*Records for the exercise*:
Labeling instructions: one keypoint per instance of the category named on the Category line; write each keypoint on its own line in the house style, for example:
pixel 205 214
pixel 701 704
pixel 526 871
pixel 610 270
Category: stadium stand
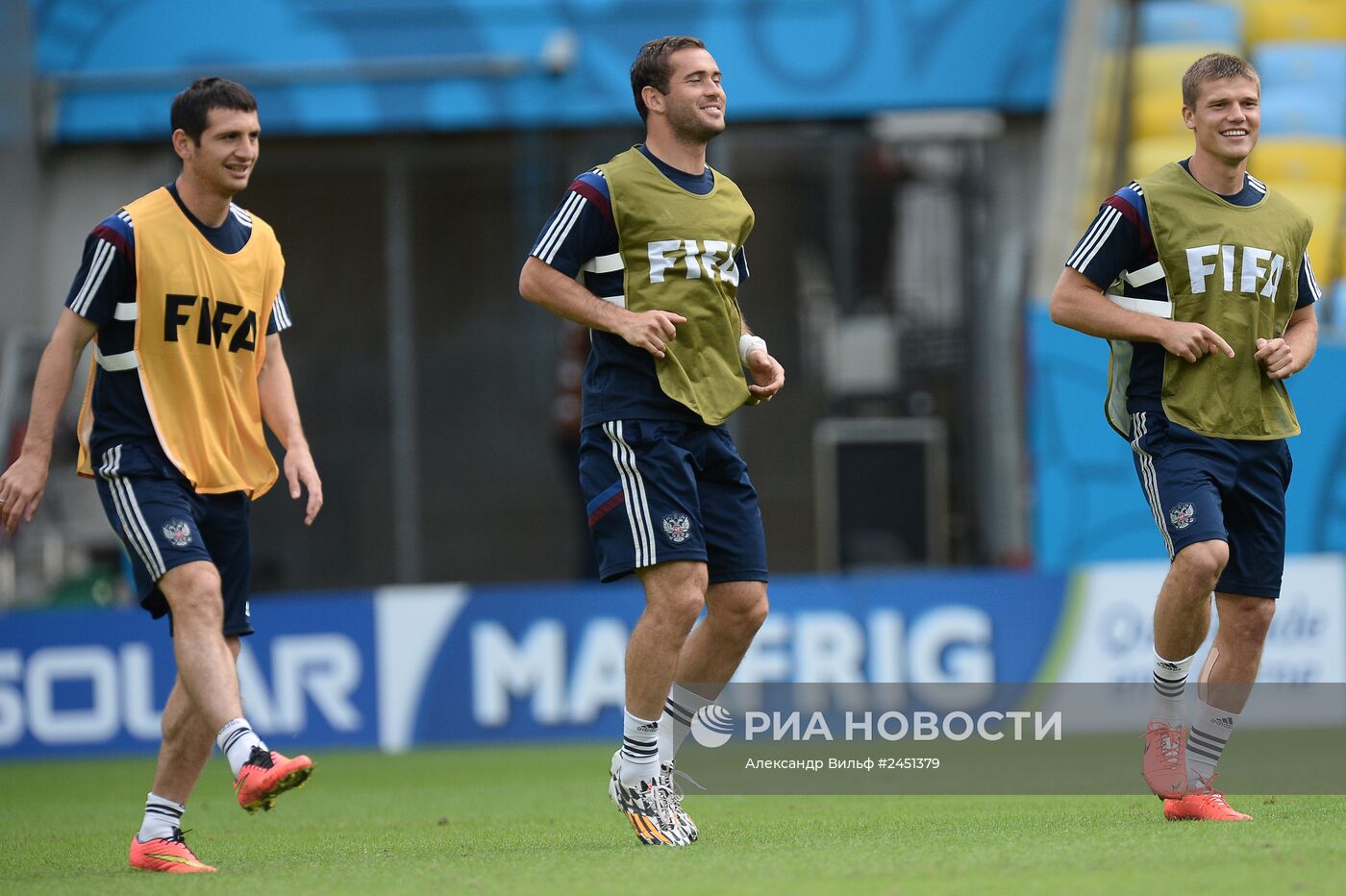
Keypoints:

*Exercise*: Swap each "pixel" in the records for "px" and write the records out again, otherwise unchanged. Leave the pictures out.

*Reply to the task*:
Labeling instructions: one keypoint per instance of the category named on the Category line; write each keypoint on its own line in the house style, for example:
px 205 214
px 701 704
px 526 871
px 610 270
Category: stadium stand
Keypoints:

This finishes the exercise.